▸ Document:
start
Looking into the asset side ‘Other claims’ were lower by €20.7bn which should correspond to the reduction of the use of ELA by the Greek banking system. Since MROs happen in the middle of the week, Greek banks would only have access to the marginal lending facility which shows an increase of €13.61bn. The almost €7bn difference should most probably be attributed to the (cash) part of the December Greek disbursement which would be used for budget needs (the rest of the funds were in the form of EFSF notes and bills). Regular operations (MRO and LTRO) were lower by €4.9bn which should be attributed to the generally positive climate since the OMT announcement.
On the liability side banknotes in circulation show a very large increase of €11.91bn, probably of seasonal (Christmas) nature. Bank reserves are 11.62bn lower and liabilities to other euro area residents by €18.27bn, both in the case of ‘General Government’ and ‘Other liabilities’. Liabilities to non-euro area residents are €3.57bn higher which is a negative development.
end
▸ Provided material:
start
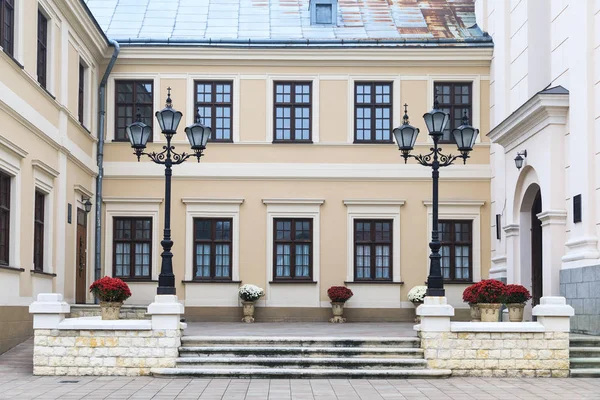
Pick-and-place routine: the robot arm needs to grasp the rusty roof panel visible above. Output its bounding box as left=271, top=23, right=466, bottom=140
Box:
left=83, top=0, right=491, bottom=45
end
▸ Directive: Carry on the text about the central bank balance sheet, starting after its last sentence.

▸ Response to this exercise:
The latest MRO (which should include any borrowing by Greek banks from the marginal lending facility being moved to the regular lower rated weekly operation) shows an increase of €17bn from €72.8bn to €89.66bn. In general, it seems that Greek banks managed to move a large part of their ELA borrowing to the ECB regular operations while also lowering their Target2 liabilities (with the help of the disbersement). Things will be much clearer when BoG releases its December balance sheet.
On a related note, the ECB also included the Greek collateral haircut list in its decision of 19 December. The haircuts are quite heavy (15% for T-Bills of up to 1 year maturities) but will still allow for much lower yields in the forthcoming T-Bill auctions which could move close to 1% (from over 4%). Such a development would make current T-Bills a high return investment. Remaining Greek bonds will face haircuts of 56-57% which should place a rather high floor on their yields.
During the past few weeks i ‘ve not commented on the ECB weekly statement since the data indicated lower pressures in the European banking system. This week’s statement is a bit different.
On the asset side, the weekly USD liquidity-providing operation dropped to $6.2bn, down from $8.5bn in the previous week. Lending to credit institutions increased by €1.6bn. ‘Other Claims’ (ELA) were higher by almost €3.8bn. There’s some talk that Spanish banks have started accessing the ELA facility as well. We ‘ll probably have to wait till the BdE releases its monthly data to know more on that.
Banknotes dropped €0.6bn while bank reserves increased by €29.8bn, with most of the liquidity coming from reduced General government accounts which dropped €35.9bn. ‘Liabilities to non euro area residents’ increased €6.5bn this week, reversing a downward path during the last few weeks.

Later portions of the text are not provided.